Job: Rewrite the items from their very beginning through the line containing "M 106 53 L 115", substituting "clouds" for "sky" and leaving everything else unchanged.

------ Records supplied ------

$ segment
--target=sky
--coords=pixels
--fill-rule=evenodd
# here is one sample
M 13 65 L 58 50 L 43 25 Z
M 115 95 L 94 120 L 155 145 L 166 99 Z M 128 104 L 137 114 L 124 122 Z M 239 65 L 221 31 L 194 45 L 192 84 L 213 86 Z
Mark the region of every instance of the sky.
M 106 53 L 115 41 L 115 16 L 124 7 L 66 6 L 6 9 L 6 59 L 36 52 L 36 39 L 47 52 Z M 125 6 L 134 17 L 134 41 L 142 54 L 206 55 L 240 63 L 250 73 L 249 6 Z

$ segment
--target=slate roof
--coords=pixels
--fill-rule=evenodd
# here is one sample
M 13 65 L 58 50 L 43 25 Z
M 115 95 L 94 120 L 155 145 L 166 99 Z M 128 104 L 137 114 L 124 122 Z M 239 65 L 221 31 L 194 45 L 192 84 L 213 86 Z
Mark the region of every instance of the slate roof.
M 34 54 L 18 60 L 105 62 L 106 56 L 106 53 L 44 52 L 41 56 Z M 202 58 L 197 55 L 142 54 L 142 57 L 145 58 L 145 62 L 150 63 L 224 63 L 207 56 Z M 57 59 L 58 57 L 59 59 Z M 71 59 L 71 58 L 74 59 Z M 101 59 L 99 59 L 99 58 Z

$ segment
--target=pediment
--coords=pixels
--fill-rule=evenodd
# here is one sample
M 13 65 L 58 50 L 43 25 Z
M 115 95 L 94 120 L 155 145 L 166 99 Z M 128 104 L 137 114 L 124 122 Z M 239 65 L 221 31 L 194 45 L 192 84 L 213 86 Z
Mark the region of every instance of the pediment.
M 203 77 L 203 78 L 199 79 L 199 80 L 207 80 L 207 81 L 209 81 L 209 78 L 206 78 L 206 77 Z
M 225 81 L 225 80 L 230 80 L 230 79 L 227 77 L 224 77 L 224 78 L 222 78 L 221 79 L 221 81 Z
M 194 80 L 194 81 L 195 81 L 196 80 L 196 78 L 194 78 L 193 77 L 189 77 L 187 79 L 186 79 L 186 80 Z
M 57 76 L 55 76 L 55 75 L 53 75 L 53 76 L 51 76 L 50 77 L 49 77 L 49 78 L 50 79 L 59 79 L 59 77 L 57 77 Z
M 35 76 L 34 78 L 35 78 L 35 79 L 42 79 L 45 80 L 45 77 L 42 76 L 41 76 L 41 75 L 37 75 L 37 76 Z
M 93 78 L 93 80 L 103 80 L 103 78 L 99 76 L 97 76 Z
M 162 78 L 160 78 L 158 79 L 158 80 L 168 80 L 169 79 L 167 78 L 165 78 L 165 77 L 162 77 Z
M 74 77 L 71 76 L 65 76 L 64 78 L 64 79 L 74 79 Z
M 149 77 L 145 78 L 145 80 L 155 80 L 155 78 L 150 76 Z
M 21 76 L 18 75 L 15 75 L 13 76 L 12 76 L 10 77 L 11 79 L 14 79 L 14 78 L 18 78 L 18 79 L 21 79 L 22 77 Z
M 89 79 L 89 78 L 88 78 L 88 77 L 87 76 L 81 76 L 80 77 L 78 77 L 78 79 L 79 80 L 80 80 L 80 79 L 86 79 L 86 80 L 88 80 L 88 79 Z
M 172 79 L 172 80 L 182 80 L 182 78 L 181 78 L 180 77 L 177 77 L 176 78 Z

------

Task solution:
$ segment
--target=clouds
--coords=pixels
--fill-rule=evenodd
# here is one sample
M 13 65 L 58 50 L 43 25 Z
M 115 95 L 94 120 L 155 145 L 166 99 Z M 128 104 L 137 114 L 124 122 Z M 239 65 L 221 31 L 194 45 L 192 84 L 213 86 Z
Mark the region of every instance of the clouds.
M 106 53 L 115 41 L 115 16 L 124 7 L 66 6 L 6 9 L 6 59 L 36 52 L 36 39 L 47 52 Z M 125 6 L 134 17 L 134 41 L 142 54 L 206 55 L 240 63 L 250 73 L 249 6 Z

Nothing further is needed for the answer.